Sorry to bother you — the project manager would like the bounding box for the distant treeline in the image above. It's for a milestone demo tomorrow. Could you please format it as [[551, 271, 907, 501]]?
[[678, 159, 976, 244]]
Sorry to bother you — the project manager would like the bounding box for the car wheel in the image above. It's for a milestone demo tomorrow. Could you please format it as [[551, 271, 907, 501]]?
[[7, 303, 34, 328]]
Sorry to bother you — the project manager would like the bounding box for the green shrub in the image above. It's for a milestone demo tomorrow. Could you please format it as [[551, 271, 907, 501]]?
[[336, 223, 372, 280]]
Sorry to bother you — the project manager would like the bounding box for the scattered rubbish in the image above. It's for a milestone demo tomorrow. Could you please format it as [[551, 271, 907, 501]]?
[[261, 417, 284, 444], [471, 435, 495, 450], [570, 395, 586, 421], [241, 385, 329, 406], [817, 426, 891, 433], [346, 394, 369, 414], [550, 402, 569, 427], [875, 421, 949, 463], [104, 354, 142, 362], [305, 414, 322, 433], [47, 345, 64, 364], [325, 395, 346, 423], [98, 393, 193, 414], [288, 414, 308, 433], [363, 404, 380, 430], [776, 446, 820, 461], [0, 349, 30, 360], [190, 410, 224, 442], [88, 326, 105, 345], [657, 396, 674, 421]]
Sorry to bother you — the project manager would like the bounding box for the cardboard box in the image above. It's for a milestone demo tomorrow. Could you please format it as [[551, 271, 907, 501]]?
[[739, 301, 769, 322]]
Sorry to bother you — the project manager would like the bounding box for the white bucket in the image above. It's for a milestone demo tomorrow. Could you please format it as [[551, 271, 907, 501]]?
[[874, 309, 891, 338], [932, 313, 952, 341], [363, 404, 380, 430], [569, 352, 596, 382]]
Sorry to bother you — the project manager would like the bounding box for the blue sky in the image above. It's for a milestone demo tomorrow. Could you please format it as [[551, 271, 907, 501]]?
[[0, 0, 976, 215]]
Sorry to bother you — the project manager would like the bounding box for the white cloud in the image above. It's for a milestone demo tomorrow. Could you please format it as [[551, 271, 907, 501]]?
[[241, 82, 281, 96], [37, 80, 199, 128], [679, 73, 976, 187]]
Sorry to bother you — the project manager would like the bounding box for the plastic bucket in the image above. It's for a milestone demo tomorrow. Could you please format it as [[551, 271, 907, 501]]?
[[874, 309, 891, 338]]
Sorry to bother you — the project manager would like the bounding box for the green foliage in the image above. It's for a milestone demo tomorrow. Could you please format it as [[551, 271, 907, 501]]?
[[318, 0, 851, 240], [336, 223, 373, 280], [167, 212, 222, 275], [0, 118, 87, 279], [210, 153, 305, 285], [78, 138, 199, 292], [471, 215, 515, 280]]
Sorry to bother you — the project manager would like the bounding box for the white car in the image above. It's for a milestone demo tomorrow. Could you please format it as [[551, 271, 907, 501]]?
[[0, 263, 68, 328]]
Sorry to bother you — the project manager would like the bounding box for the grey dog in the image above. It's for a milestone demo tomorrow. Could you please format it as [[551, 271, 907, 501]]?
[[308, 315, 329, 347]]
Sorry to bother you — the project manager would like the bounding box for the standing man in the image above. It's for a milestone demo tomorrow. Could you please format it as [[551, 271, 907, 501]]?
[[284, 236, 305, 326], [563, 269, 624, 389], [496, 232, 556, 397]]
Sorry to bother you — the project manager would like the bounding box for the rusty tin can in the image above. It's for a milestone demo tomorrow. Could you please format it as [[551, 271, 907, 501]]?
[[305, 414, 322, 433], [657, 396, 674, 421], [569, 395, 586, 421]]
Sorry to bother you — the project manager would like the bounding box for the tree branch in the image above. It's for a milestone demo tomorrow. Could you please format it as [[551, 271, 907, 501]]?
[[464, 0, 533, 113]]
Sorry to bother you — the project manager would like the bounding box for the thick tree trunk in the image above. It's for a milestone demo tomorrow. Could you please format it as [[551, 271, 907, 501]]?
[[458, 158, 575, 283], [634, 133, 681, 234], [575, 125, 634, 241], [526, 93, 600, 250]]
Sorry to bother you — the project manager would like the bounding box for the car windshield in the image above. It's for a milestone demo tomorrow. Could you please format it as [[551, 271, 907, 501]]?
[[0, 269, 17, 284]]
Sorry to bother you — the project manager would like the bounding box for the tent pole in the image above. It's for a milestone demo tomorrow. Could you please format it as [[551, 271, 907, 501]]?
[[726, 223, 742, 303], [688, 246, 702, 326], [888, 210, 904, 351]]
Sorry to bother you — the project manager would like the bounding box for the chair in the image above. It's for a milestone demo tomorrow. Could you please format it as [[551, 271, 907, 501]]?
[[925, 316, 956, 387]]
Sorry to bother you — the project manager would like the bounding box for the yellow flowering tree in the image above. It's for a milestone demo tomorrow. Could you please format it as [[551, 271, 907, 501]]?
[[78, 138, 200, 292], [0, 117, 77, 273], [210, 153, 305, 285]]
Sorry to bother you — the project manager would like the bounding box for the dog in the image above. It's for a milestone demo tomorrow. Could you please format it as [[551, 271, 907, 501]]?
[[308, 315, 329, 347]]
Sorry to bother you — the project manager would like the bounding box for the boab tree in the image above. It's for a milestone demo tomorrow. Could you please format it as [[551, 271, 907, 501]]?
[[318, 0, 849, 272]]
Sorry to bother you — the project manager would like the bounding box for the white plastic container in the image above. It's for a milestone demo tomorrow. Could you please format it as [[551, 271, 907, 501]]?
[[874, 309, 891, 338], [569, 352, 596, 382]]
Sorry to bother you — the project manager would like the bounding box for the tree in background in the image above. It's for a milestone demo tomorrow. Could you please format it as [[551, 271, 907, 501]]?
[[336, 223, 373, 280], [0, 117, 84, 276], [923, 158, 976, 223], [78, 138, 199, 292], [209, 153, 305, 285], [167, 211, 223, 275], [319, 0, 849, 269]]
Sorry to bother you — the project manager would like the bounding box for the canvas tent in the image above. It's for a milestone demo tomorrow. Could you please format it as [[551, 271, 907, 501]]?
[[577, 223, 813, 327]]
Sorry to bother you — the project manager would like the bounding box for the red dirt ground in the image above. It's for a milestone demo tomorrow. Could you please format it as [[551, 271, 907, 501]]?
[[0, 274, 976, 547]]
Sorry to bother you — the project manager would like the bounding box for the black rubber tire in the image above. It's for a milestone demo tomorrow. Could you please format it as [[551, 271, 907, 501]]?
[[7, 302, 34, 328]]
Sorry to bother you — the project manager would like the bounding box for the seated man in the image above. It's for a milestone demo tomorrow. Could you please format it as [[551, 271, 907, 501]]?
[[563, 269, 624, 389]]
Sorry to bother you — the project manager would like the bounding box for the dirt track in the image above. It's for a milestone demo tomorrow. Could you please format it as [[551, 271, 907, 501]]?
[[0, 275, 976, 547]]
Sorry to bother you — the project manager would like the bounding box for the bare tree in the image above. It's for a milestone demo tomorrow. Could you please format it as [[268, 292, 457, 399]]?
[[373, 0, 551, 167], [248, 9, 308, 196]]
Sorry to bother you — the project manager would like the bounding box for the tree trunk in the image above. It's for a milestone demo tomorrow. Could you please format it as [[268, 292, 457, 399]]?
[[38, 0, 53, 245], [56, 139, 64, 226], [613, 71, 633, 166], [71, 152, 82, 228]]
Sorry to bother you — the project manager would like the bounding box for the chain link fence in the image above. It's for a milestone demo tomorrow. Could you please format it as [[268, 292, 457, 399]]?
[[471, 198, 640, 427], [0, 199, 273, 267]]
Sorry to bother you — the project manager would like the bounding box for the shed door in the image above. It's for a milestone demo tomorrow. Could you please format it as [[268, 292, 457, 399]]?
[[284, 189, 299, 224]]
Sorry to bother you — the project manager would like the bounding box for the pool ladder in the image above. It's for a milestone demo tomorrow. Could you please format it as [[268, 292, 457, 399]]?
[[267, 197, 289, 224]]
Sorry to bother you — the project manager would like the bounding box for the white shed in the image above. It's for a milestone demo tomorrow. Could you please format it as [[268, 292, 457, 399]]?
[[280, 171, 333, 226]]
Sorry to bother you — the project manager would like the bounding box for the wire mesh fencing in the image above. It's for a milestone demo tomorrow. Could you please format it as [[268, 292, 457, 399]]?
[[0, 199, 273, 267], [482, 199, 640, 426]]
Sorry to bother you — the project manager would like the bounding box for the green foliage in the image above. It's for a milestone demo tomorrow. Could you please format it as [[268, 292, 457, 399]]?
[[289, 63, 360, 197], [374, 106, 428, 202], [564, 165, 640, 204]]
====================
Return the data verbatim, starting at its first line and ending at the line that contains "[[739, 301, 769, 322]]", with both of those lines included.

Sorry to bother you — the project manager would like the bounding box for the distant treeline in the image above. It's for a milestone demo tomorrow. Could you please format it as [[551, 271, 907, 501]]?
[[678, 159, 976, 244]]
Sorry to bother you — the project manager would like the bounding box for the car wheel in the image above. It's for a milestone demo tomorrow. Could you please format it as [[551, 271, 907, 501]]?
[[7, 303, 34, 328]]
Sorry to bother you — the project manager would like the bounding box for the green shrub in the image above. It's for a milestone demo tomorrow. Could you please format it as [[551, 271, 907, 501]]?
[[336, 223, 372, 280]]
Sorry to bother you — the project manager would like the bounding box for the scattered rubbish in the image above. It's for a milestone demo tomorrow. Could you please format it as [[551, 271, 907, 501]]?
[[261, 417, 284, 444], [471, 435, 495, 450], [570, 395, 586, 421], [241, 385, 329, 406], [817, 426, 891, 433], [346, 394, 369, 414], [550, 402, 569, 427], [875, 421, 949, 463], [104, 354, 142, 362], [305, 414, 322, 433], [47, 345, 64, 364], [325, 395, 346, 423], [98, 393, 193, 414], [288, 414, 308, 433], [363, 404, 380, 430], [776, 446, 820, 461], [0, 349, 30, 360], [190, 410, 224, 442], [88, 326, 105, 345], [657, 396, 674, 421]]
Sorry to bother you — the project manager would like the bounding box for the cardboard box in the image above. It's for a milestone demo tomorrow. Could you please format it as [[551, 271, 907, 501]]?
[[739, 301, 769, 322]]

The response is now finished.